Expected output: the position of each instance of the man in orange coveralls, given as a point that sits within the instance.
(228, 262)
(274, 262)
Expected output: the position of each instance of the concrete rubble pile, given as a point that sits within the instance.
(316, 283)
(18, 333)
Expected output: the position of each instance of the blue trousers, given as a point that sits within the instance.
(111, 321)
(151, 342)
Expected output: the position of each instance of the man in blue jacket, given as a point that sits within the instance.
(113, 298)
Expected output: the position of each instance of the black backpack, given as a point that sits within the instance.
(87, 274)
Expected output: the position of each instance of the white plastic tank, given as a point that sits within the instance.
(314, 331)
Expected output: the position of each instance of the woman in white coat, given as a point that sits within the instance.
--
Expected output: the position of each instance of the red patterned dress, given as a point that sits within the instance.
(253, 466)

**Exercise goal:**
Print only what lies in the material above starting at the line with "man in blue" and ending at the line with "Expected output: the position of each instance of the woman", every line exactly as given.

**Exercise result:**
Expected output: the position of each instance of the man in blue jacket, given as a point that sits within the instance.
(113, 298)
Expected output: the position of each instance of the black backpack, given as a point that sits within the instance.
(87, 274)
Expected output: the position of each instance of the white plastic tank, given as a point that sits within the instance.
(314, 331)
Expected output: the position of each instance of the woman in white coat, given as a point that sits within the instance.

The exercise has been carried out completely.